> **SET EXERCISE**: Lines from the one containing "Task: pick out every instance of the person walking" through the end of the data are to be returned exactly, and no others.

> **DATASET ROWS**:
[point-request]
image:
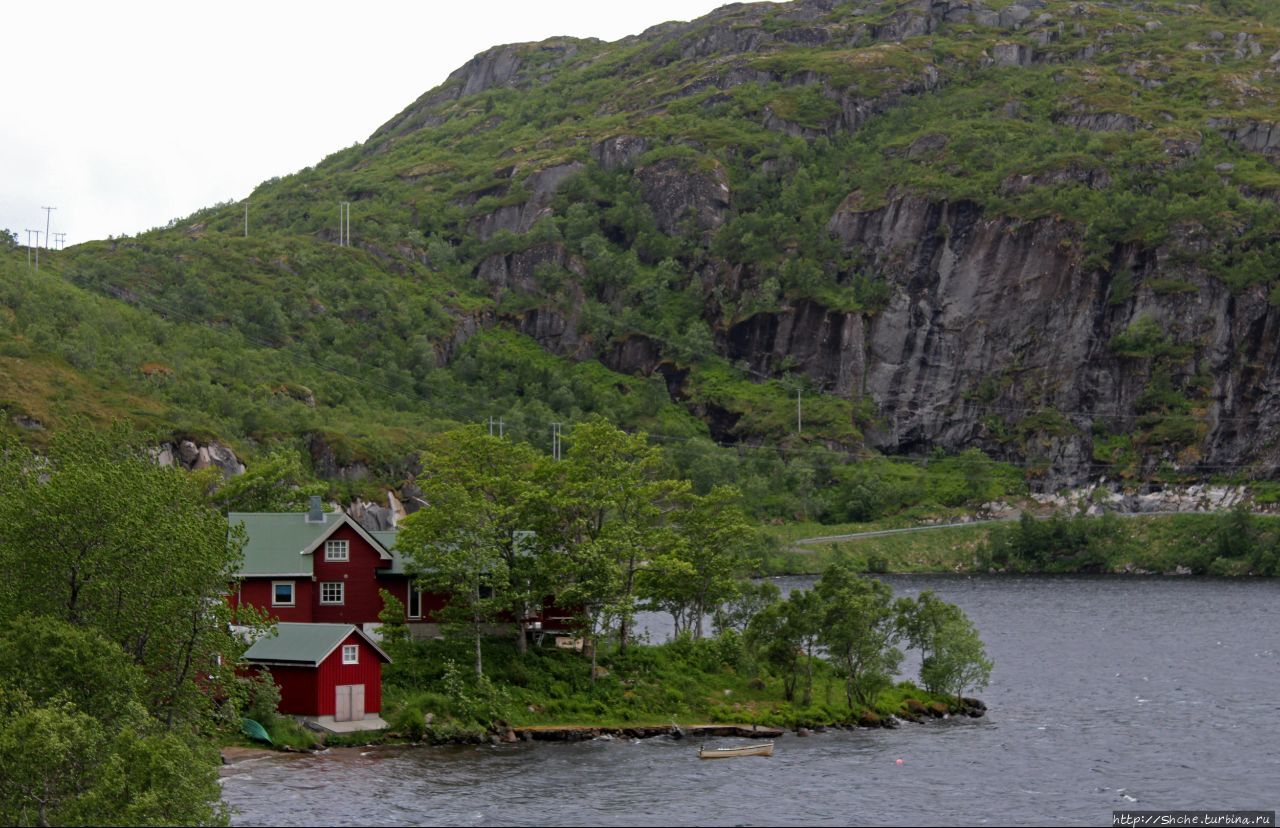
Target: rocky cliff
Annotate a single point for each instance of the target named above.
(1047, 229)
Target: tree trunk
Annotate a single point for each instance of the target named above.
(808, 676)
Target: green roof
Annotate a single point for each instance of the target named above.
(388, 540)
(304, 643)
(277, 541)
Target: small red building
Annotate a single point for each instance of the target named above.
(324, 567)
(327, 672)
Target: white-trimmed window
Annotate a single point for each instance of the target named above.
(282, 593)
(337, 550)
(332, 591)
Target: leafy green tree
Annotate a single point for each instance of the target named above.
(860, 630)
(470, 541)
(705, 563)
(95, 534)
(775, 641)
(612, 503)
(77, 745)
(785, 635)
(952, 655)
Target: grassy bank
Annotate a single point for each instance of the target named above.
(430, 694)
(1228, 544)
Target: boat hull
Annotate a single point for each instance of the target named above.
(731, 753)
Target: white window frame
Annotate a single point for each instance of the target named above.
(293, 594)
(342, 593)
(337, 550)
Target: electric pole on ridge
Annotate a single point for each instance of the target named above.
(49, 213)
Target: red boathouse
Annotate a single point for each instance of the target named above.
(330, 673)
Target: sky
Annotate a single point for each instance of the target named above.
(127, 114)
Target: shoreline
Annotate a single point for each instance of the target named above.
(912, 712)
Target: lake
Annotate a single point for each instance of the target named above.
(1109, 692)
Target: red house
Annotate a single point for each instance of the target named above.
(324, 567)
(330, 673)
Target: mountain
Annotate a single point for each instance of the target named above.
(1043, 229)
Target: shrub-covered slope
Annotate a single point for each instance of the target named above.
(1046, 229)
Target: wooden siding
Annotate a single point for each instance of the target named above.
(298, 695)
(257, 593)
(332, 672)
(361, 602)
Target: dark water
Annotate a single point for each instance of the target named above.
(1107, 694)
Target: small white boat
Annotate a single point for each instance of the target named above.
(726, 753)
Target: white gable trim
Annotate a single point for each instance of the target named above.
(344, 636)
(360, 530)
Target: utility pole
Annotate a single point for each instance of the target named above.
(49, 213)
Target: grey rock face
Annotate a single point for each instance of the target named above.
(826, 346)
(1014, 15)
(677, 193)
(193, 457)
(522, 216)
(1013, 54)
(620, 151)
(1253, 136)
(516, 271)
(1006, 302)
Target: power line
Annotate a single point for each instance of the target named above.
(49, 213)
(853, 454)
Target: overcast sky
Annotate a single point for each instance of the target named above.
(124, 115)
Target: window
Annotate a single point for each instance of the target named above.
(336, 550)
(332, 591)
(282, 593)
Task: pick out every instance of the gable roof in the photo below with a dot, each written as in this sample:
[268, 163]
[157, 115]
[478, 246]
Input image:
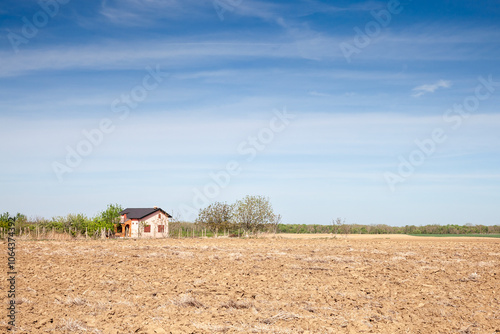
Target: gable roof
[138, 213]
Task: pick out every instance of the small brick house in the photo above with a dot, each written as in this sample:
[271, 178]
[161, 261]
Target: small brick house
[143, 223]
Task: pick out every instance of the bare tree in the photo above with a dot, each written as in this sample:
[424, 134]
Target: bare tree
[275, 223]
[217, 216]
[253, 213]
[337, 223]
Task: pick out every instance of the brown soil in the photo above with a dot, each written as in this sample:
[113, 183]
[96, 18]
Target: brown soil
[382, 284]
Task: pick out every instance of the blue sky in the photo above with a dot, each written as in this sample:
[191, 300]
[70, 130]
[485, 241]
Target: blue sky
[380, 112]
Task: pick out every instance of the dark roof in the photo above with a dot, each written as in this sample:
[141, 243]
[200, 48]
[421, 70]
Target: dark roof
[138, 213]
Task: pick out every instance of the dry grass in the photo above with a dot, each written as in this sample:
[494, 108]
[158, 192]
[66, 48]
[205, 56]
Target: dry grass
[187, 300]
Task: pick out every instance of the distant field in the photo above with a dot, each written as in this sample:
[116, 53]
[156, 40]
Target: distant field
[458, 235]
[296, 284]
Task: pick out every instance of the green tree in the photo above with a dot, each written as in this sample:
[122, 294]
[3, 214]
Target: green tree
[217, 216]
[254, 213]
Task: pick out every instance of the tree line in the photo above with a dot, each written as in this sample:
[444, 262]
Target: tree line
[386, 229]
[74, 224]
[248, 216]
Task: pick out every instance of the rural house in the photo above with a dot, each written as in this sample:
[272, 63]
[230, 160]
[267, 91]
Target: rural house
[143, 223]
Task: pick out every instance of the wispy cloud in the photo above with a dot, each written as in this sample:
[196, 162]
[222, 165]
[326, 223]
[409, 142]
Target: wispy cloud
[430, 88]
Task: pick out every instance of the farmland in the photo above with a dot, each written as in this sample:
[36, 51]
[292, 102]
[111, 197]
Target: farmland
[290, 284]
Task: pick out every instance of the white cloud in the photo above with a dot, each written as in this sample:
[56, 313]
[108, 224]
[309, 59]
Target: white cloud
[430, 88]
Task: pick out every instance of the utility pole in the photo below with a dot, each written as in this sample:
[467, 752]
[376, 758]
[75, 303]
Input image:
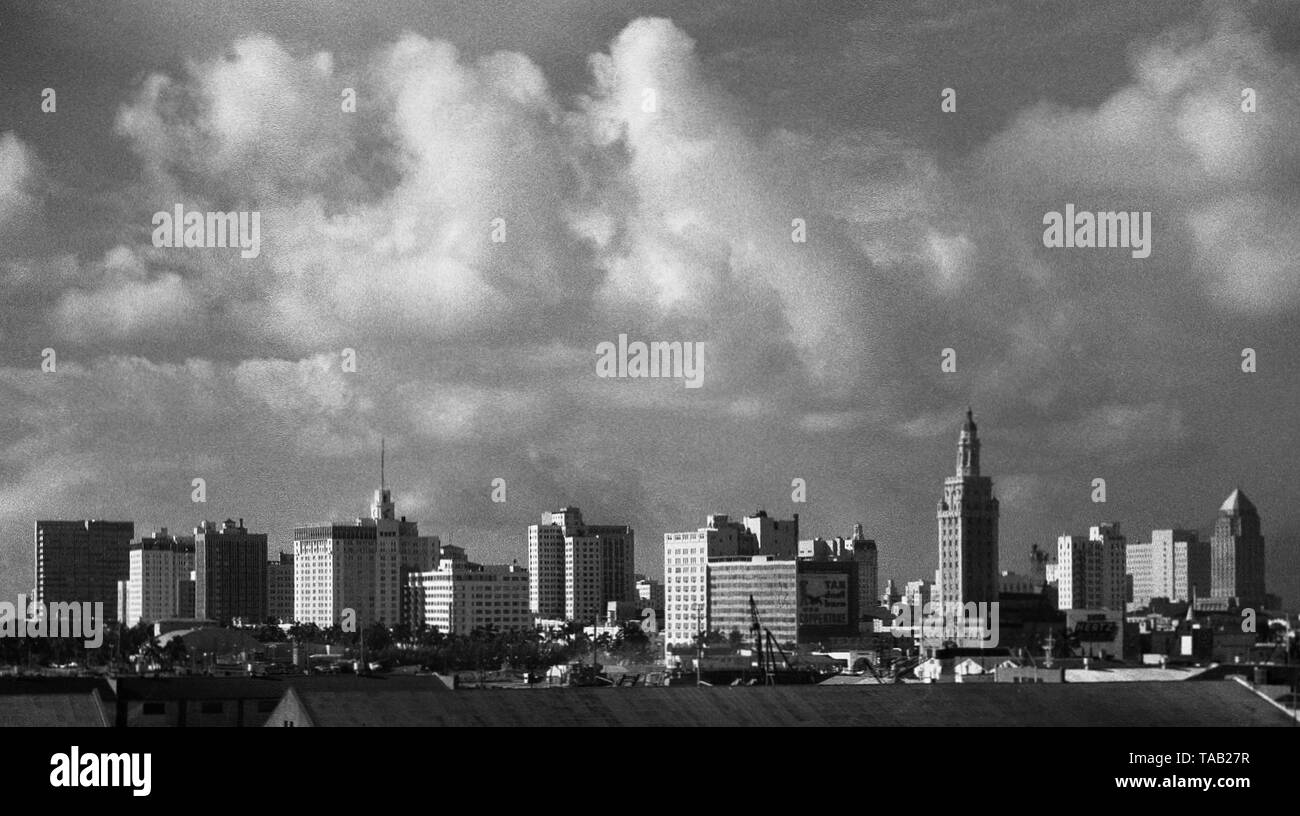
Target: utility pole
[700, 639]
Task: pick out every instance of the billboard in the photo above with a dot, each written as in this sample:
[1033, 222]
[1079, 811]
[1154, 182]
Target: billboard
[824, 599]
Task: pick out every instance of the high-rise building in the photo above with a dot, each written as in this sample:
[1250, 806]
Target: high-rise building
[575, 568]
[685, 573]
[775, 537]
[1091, 569]
[229, 573]
[82, 561]
[1039, 563]
[967, 529]
[774, 585]
[363, 567]
[460, 597]
[1236, 551]
[280, 587]
[160, 568]
[797, 600]
[1166, 567]
[650, 593]
[859, 550]
[546, 569]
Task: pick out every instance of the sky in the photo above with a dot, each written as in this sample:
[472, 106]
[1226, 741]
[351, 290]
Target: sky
[475, 359]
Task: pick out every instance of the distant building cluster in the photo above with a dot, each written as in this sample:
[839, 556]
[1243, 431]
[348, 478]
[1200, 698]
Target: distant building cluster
[728, 578]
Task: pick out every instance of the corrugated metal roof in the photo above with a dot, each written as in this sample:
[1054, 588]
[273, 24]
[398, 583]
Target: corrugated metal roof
[1136, 703]
[56, 710]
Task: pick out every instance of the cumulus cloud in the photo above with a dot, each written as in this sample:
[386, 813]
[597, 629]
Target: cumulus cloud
[17, 176]
[1177, 140]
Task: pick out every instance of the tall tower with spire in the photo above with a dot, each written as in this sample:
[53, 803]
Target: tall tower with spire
[967, 528]
[1236, 551]
[382, 506]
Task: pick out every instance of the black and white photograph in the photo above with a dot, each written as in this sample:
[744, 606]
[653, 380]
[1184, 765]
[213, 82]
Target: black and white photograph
[650, 363]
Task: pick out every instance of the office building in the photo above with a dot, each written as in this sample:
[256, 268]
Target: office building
[462, 597]
[1236, 552]
[857, 548]
[229, 573]
[82, 561]
[650, 593]
[967, 529]
[161, 578]
[363, 567]
[576, 569]
[685, 573]
[1168, 567]
[1091, 569]
[797, 600]
[280, 587]
[775, 537]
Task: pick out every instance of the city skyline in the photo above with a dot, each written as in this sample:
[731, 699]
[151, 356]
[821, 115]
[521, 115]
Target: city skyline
[380, 304]
[384, 507]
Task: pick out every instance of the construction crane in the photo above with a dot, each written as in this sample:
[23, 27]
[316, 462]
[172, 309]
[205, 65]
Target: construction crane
[766, 649]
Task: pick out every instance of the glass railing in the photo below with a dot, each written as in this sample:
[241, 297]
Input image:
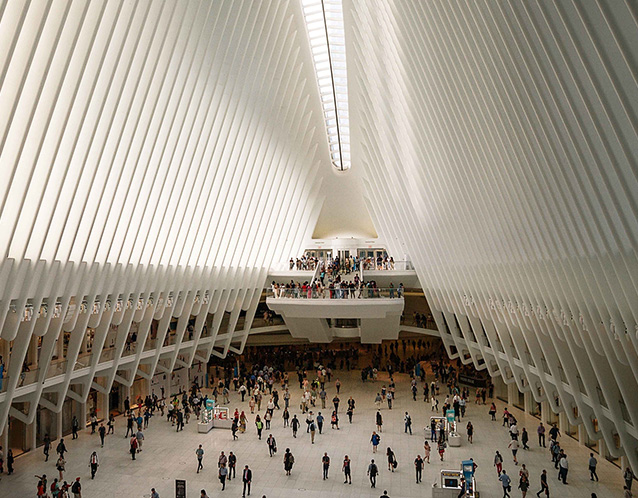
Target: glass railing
[372, 265]
[327, 293]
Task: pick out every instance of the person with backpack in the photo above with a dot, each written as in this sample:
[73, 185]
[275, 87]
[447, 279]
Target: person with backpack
[47, 447]
[407, 423]
[392, 463]
[373, 470]
[289, 461]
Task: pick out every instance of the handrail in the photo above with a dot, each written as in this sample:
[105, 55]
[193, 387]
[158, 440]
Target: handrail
[337, 293]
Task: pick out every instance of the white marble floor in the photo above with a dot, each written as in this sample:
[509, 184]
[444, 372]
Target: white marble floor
[169, 455]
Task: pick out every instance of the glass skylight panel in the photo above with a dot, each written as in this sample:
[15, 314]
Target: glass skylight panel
[324, 21]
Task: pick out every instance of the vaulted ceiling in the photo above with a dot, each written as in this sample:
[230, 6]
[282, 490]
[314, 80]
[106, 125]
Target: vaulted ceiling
[151, 149]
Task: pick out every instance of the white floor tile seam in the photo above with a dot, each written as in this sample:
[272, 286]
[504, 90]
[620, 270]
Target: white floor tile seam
[173, 455]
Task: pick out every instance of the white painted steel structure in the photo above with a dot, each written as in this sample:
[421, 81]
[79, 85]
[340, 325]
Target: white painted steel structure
[499, 146]
[157, 157]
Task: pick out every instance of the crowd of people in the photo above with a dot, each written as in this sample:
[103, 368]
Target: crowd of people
[335, 266]
[269, 379]
[336, 289]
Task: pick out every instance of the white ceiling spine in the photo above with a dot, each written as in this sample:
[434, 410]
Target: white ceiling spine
[152, 151]
[498, 142]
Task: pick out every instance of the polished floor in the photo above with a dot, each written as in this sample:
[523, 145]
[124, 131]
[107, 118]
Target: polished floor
[168, 455]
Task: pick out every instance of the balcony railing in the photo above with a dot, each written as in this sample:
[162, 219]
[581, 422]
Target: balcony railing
[370, 264]
[326, 293]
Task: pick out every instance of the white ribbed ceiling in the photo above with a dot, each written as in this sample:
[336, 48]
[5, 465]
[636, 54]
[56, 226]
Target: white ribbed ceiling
[498, 145]
[155, 148]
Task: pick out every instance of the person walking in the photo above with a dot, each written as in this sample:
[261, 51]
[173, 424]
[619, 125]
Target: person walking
[294, 424]
[498, 463]
[260, 426]
[140, 439]
[441, 448]
[102, 432]
[392, 463]
[246, 478]
[592, 467]
[75, 426]
[427, 449]
[346, 470]
[514, 445]
[61, 448]
[525, 439]
[60, 466]
[199, 452]
[313, 429]
[506, 483]
[232, 463]
[222, 460]
[544, 485]
[418, 467]
[320, 419]
[223, 473]
[373, 470]
[375, 440]
[563, 468]
[272, 445]
[325, 460]
[10, 461]
[407, 422]
[289, 461]
[133, 447]
[628, 477]
[523, 485]
[47, 447]
[94, 464]
[541, 435]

> **EXERCISE ANSWER**:
Task: pick out every instance of the person walking in the photo above with a dot, each written as in this sample:
[261, 51]
[173, 424]
[619, 125]
Target: person walking
[294, 424]
[498, 463]
[260, 426]
[140, 439]
[441, 448]
[102, 432]
[392, 463]
[246, 478]
[592, 467]
[75, 426]
[427, 449]
[346, 470]
[514, 445]
[61, 448]
[525, 439]
[60, 466]
[199, 452]
[313, 429]
[506, 483]
[232, 463]
[222, 460]
[544, 485]
[418, 467]
[320, 419]
[223, 473]
[373, 470]
[375, 440]
[563, 468]
[272, 445]
[325, 460]
[10, 461]
[407, 422]
[289, 461]
[133, 447]
[628, 477]
[523, 485]
[47, 447]
[94, 464]
[541, 435]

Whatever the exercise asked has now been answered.